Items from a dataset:
|---|
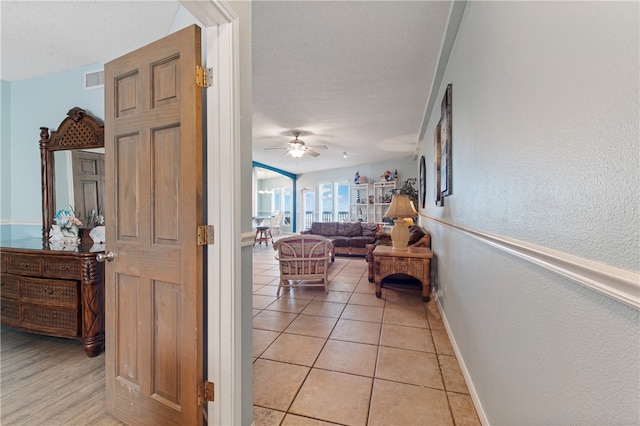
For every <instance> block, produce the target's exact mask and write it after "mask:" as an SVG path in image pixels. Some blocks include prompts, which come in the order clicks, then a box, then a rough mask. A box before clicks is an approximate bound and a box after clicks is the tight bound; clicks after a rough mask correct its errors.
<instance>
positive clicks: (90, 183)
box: [53, 148, 104, 228]
mask: <svg viewBox="0 0 640 426" xmlns="http://www.w3.org/2000/svg"><path fill="white" fill-rule="evenodd" d="M53 157H54V159H55V170H54V178H55V179H54V181H55V188H54V210H55V211H58V210H59V209H69V208H70V207H73V210H74V212H75V214H76V217H77V218H78V219H80V221H82V225H83V227H85V228H93V227H94V226H96V225H99V224H100V223H96V216H97V215H99V214H100V215H102V214H104V212H103V207H104V205H103V200H102V198H103V194H104V148H98V149H91V150H84V149H83V150H80V149H76V150H68V151H56V152H55V153H54V154H53ZM101 225H104V224H103V223H102V224H101Z"/></svg>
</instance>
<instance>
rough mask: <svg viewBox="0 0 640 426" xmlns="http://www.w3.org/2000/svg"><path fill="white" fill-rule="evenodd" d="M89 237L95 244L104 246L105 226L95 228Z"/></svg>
mask: <svg viewBox="0 0 640 426" xmlns="http://www.w3.org/2000/svg"><path fill="white" fill-rule="evenodd" d="M89 236H90V237H91V239H92V240H93V242H94V244H103V243H104V242H105V229H104V225H100V226H96V227H94V228H93V229H92V230H91V232H89Z"/></svg>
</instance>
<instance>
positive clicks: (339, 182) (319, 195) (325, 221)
mask: <svg viewBox="0 0 640 426" xmlns="http://www.w3.org/2000/svg"><path fill="white" fill-rule="evenodd" d="M318 193H319V197H318V198H319V201H320V205H319V215H320V222H335V221H346V220H348V218H349V183H348V182H338V183H335V184H333V183H323V184H320V185H318Z"/></svg>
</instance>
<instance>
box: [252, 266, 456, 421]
mask: <svg viewBox="0 0 640 426" xmlns="http://www.w3.org/2000/svg"><path fill="white" fill-rule="evenodd" d="M348 264H349V262H345V263H344V264H343V265H341V266H342V267H341V269H340V270H339V271H337V273H336V275H335V276H334V278H336V277H337V276H338V275H339V274H340V273H341V271H342V270H344V269H345V267H347V265H348ZM365 272H366V270H365ZM363 277H364V272H363V273H362V275H360V279H358V280H356V281H355V287H353V289H352V290H350V291H348V292H349V298H348V299H346V301H345V302H344V303H343V302H337V301H334V300H326V299H325V300H317V299H316V297H317V296H318V295H316V296H314V297H313V298H311V299H303V300H306V304H305V306H304V307H303V308H302V309H301V310H300V311H299V312H293V313H294V314H295V318H294V319H293V320H292V321H291V322H290V323H289V325H290V324H291V323H293V321H295V320H296V319H297V318H299V317H300V316H301V315H303V314H304V315H306V316H319V317H324V318H335V320H336V322H335V323H334V325H333V327H332V329H331V331H330V332H329V334H328V336H327V337H323V339H324V342H323V345H322V348H321V349H320V351H319V352H318V354H317V355H316V357H315V359H314V361H313V364H312V365H311V367H309V370H308V372H307V375H306V376H305V379H304V380H303V382H302V385H301V386H300V388H299V389H298V390H297V392H296V395H295V396H294V398H293V399H292V401H291V404H290V405H289V407H288V408H287V411H286V412H285V417H284V418H286V416H287V414H293V413H290V411H289V410H290V409H291V406H292V405H293V402H294V401H295V399H296V398H297V396H298V394H299V392H300V390H301V389H302V386H303V385H304V383H305V382H306V381H307V380H308V377H309V374H310V373H311V370H313V369H314V368H315V369H318V370H325V371H333V372H337V373H342V374H349V375H353V376H359V377H367V378H368V376H362V375H360V374H354V373H346V372H341V371H336V370H331V369H326V368H320V367H316V364H317V362H318V359H319V357H320V355H321V354H322V351H323V350H324V349H325V348H326V345H327V344H328V340H329V339H331V335H332V333H333V331H334V330H335V328H336V326H337V324H338V322H339V321H340V320H341V319H344V320H347V319H348V320H352V321H360V322H367V323H378V322H377V321H366V320H360V319H358V318H356V319H354V318H343V315H344V313H345V310H346V309H347V308H348V306H349V305H353V306H369V307H379V306H376V305H366V304H364V305H360V304H358V303H350V302H351V301H352V299H353V296H354V295H355V294H356V289H358V287H359V286H360V284H362V283H361V282H360V281H361V280H362V278H363ZM357 293H364V292H357ZM283 296H285V295H282V296H280V297H283ZM314 300H317V301H318V302H321V303H333V302H335V303H341V304H343V307H342V309H341V311H340V313H339V314H338V316H337V317H334V316H325V315H321V314H320V315H317V314H309V313H304V310H305V309H307V307H308V305H309V304H310V303H311V302H312V301H314ZM272 303H275V301H274V302H272ZM268 306H270V305H268ZM268 306H267V307H265V308H262V309H259V312H258V313H257V314H256V315H258V314H259V313H261V312H264V311H267V310H269V309H268ZM421 306H422V309H421V312H422V313H421V316H422V315H424V323H425V325H426V329H427V330H428V333H429V336H430V337H431V342H432V344H433V352H430V351H421V350H416V349H413V348H402V347H400V348H397V349H401V350H408V351H414V352H420V353H430V354H434V355H435V357H436V361H437V362H438V369H439V373H440V377H441V379H442V387H443V389H440V388H434V387H431V386H424V385H416V384H412V383H404V382H402V381H395V380H389V379H383V378H379V377H376V374H377V373H378V363H379V356H380V350H381V348H384V347H390V348H394V346H388V345H383V344H382V338H383V328H384V326H385V325H386V324H388V325H396V326H402V327H408V328H416V329H424V327H416V326H414V325H405V324H393V323H385V312H386V309H387V308H402V306H401V305H394V306H393V307H392V306H389V303H388V301H387V300H386V297H385V303H384V305H383V317H382V319H381V321H380V322H379V323H380V327H381V328H380V334H379V336H378V342H377V344H376V345H375V346H377V351H376V361H375V368H374V373H373V377H372V387H371V390H370V395H369V410H368V412H367V424H368V421H369V418H370V415H371V409H372V404H373V389H374V387H375V382H376V380H386V381H390V382H395V383H399V384H406V385H410V386H416V387H420V388H430V389H434V390H438V391H444V392H445V393H446V397H447V408H448V411H449V413H450V415H451V419H452V421H453V422H454V424H455V420H454V419H453V410H452V407H451V402H450V399H449V394H450V393H451V394H459V395H468V394H465V393H462V392H458V391H449V390H447V386H446V384H445V381H444V374H443V366H442V362H441V356H444V355H447V354H445V353H442V352H441V349H439V347H438V346H437V345H436V342H435V339H434V330H435V329H434V328H433V325H434V324H433V321H432V320H431V318H430V310H429V307H428V306H427V305H426V303H423V304H421ZM411 309H413V308H411ZM269 311H272V310H269ZM272 312H273V311H272ZM277 312H283V313H285V312H286V311H277ZM286 313H292V312H286ZM431 316H433V315H431ZM289 325H288V326H289ZM288 326H287V327H288ZM285 333H286V334H295V333H289V332H286V328H285V329H284V330H282V331H278V337H276V339H274V340H273V341H272V342H271V344H273V342H275V340H277V338H279V337H280V336H281V335H282V334H285ZM303 335H304V334H303ZM307 336H308V335H307ZM312 337H317V336H312ZM332 340H339V339H332ZM348 342H350V341H348ZM353 343H358V344H366V345H370V344H369V343H363V342H353ZM271 344H270V345H269V346H268V347H270V346H271ZM262 354H264V351H263V352H262ZM262 354H261V356H262ZM258 358H260V357H258ZM454 358H455V356H454ZM262 359H266V358H262ZM290 364H293V363H290ZM294 365H298V364H294ZM305 367H307V366H305ZM264 408H267V409H270V408H268V407H264ZM275 411H279V410H275ZM296 415H298V414H296ZM301 416H302V417H307V418H309V419H315V420H322V419H317V418H315V417H312V416H305V415H301ZM284 418H283V420H282V422H283V421H284ZM322 421H324V420H322Z"/></svg>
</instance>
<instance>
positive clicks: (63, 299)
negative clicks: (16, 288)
mask: <svg viewBox="0 0 640 426" xmlns="http://www.w3.org/2000/svg"><path fill="white" fill-rule="evenodd" d="M20 298H21V300H22V301H23V302H31V303H46V304H47V305H56V306H64V307H69V308H76V307H77V306H78V300H79V299H78V283H77V282H76V281H64V280H46V279H37V278H26V277H22V278H21V279H20Z"/></svg>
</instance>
|---|
▶ _Your task_: A single number is requested: the count of lines in the data that hold "positive".

▶ _Response to this task_: 3